# start of MATERIAL TO PROCESS
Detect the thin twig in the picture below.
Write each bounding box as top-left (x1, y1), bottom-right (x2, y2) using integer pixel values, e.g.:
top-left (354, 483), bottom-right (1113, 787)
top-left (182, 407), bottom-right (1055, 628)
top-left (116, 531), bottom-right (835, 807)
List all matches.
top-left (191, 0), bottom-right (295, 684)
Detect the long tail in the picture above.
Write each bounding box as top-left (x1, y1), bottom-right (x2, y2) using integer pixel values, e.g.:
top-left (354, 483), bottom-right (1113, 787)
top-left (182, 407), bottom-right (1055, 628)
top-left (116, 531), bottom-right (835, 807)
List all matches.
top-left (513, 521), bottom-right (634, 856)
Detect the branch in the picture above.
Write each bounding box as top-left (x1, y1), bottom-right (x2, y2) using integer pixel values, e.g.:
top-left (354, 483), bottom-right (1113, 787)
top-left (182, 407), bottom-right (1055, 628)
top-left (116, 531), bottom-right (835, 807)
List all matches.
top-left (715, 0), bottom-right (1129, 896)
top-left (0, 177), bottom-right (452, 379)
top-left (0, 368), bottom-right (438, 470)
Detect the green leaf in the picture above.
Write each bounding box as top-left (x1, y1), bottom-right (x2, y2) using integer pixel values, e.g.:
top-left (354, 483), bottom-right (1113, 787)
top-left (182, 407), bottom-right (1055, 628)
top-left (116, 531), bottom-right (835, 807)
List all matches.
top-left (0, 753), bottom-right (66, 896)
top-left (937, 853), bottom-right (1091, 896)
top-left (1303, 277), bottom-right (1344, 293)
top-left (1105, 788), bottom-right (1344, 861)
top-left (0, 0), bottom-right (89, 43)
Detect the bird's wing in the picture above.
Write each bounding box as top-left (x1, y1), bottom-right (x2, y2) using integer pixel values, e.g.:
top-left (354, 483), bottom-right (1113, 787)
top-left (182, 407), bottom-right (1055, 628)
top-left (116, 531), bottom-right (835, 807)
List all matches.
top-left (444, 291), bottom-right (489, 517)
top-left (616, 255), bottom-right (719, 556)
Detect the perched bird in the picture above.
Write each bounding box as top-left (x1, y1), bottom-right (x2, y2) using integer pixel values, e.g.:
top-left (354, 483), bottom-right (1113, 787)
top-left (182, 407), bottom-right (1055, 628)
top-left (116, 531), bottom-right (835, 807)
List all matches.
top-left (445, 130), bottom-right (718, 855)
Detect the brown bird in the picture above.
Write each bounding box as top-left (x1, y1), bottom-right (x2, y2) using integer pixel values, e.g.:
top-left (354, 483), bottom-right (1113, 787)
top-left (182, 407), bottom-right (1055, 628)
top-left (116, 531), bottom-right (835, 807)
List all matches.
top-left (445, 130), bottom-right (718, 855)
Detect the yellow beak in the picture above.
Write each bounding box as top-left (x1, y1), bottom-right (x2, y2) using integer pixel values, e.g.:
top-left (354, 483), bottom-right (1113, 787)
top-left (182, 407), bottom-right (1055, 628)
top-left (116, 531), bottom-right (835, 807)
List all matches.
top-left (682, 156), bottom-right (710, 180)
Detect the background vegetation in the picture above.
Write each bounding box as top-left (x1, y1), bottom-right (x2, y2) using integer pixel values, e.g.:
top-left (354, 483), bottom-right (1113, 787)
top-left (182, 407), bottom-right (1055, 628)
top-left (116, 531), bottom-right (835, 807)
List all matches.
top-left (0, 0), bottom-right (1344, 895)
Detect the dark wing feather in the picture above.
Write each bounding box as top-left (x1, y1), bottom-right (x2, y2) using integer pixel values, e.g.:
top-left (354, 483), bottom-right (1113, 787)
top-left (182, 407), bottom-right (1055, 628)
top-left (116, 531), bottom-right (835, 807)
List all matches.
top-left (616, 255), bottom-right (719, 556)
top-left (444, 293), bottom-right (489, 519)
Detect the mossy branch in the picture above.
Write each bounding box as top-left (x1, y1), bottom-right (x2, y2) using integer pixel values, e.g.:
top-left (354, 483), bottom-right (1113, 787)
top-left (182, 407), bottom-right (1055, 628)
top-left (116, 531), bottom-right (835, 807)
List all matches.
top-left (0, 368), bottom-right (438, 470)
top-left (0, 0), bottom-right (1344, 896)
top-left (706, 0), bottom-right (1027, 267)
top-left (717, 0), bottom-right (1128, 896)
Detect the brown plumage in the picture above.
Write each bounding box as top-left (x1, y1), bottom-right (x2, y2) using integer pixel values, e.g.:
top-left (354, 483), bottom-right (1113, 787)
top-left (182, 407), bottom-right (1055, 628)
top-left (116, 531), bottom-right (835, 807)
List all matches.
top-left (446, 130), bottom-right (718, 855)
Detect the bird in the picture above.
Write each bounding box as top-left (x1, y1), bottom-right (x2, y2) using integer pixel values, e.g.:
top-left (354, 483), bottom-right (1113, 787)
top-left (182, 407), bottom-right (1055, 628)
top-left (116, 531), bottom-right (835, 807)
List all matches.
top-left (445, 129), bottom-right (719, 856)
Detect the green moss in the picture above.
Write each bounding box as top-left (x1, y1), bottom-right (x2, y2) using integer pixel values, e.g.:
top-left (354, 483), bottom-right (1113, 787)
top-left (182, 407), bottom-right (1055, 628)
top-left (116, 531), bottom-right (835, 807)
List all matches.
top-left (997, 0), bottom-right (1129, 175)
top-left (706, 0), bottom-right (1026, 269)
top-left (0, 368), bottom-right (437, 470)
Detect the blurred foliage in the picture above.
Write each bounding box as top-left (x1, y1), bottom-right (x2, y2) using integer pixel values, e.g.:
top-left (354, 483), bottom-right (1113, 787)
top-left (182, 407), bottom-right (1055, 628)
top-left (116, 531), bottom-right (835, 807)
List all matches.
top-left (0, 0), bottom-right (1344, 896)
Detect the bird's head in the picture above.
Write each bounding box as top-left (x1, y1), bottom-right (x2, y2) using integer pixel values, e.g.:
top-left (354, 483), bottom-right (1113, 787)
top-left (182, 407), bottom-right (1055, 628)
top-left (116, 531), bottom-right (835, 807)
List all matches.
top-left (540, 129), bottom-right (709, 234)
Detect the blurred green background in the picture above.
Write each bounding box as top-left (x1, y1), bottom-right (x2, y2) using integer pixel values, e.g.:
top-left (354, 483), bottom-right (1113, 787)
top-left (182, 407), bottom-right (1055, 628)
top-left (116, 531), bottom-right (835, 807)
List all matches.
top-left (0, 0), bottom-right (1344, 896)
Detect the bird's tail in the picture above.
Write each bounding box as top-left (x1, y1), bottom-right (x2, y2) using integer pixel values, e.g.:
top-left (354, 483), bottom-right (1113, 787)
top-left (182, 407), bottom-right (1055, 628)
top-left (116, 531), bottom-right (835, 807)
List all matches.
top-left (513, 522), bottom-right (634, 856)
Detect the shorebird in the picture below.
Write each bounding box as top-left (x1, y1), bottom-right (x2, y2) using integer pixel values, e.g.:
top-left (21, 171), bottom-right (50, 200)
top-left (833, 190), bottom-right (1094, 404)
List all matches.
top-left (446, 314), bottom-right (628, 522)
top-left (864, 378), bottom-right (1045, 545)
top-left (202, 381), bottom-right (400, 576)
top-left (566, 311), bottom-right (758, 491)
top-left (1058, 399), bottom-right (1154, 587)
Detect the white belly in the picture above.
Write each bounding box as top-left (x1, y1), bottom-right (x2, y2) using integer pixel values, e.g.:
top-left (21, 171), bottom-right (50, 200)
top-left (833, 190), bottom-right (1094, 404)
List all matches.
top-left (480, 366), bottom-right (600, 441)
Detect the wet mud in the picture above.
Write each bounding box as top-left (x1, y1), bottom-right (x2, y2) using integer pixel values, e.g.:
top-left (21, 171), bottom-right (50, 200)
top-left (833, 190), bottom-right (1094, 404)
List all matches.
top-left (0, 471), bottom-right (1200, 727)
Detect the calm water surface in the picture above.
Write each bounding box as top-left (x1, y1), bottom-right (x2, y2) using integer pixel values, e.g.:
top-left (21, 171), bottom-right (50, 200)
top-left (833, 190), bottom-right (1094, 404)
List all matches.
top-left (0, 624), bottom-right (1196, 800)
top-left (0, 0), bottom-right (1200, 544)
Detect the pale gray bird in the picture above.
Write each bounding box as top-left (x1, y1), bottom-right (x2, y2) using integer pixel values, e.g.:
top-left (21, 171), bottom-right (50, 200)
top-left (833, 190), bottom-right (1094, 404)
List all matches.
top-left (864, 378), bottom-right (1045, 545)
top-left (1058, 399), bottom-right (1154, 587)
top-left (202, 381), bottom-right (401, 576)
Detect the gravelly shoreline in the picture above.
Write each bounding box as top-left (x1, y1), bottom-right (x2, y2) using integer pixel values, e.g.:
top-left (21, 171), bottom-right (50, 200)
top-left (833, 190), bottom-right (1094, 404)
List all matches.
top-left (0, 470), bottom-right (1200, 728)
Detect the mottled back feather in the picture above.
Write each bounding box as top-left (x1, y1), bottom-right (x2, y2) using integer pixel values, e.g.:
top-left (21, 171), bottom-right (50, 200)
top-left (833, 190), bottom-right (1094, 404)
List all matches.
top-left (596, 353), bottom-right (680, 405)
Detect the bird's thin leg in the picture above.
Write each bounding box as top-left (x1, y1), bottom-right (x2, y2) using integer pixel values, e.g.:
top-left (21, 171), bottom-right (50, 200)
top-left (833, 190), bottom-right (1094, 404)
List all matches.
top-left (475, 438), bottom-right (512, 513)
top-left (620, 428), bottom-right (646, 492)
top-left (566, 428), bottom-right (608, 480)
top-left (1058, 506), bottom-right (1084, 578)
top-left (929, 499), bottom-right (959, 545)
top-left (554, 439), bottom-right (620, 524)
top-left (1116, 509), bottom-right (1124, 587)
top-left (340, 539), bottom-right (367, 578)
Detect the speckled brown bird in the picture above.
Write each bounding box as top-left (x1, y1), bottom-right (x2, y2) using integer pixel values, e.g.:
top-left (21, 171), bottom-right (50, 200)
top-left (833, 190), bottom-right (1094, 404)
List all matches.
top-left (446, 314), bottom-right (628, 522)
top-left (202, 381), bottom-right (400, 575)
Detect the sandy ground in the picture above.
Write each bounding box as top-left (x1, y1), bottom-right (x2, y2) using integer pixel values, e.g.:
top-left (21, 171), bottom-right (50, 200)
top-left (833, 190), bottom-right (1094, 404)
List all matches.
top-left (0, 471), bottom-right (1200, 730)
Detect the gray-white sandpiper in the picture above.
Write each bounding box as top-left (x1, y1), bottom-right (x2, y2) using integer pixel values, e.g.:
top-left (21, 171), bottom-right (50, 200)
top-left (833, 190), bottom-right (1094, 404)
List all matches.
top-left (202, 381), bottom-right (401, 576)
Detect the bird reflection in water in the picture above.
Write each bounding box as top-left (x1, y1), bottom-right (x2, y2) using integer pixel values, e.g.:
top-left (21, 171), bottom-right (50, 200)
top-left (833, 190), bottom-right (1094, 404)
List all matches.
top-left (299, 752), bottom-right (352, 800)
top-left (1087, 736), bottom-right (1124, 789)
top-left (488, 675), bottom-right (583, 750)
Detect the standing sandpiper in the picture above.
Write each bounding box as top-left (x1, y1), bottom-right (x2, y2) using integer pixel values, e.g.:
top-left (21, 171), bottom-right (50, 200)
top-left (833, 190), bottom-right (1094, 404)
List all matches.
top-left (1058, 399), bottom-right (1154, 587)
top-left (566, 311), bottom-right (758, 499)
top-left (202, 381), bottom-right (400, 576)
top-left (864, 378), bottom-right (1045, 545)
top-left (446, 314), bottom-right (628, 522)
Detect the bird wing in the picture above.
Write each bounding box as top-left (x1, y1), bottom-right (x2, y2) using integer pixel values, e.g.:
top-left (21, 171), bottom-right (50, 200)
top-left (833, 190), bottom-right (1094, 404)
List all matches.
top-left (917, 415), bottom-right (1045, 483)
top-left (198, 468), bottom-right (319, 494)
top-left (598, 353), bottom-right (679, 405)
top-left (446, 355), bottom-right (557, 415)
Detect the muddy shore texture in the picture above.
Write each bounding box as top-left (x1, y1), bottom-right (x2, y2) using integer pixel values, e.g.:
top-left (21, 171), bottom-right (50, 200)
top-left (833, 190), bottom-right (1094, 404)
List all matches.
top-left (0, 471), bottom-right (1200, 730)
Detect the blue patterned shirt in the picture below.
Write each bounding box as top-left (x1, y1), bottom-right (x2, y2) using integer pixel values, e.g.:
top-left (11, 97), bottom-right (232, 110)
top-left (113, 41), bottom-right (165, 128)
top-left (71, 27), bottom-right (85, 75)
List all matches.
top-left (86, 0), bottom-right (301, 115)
# end of MATERIAL TO PROCESS
Turn the lines from the one containing "Detect the bird's thin" through the one containing "top-left (475, 438), bottom-right (512, 513)" into a numbered list, skipping blank lines and including no other lines.

1. Detect the bird's thin leg in the picture above.
2. Write each bounding box as top-left (x1, y1), bottom-right (x2, y2) using integer pixel values, e.g.:
3. top-left (21, 171), bottom-right (50, 200)
4. top-left (833, 190), bottom-right (1094, 404)
5. List all matches.
6. top-left (475, 438), bottom-right (512, 513)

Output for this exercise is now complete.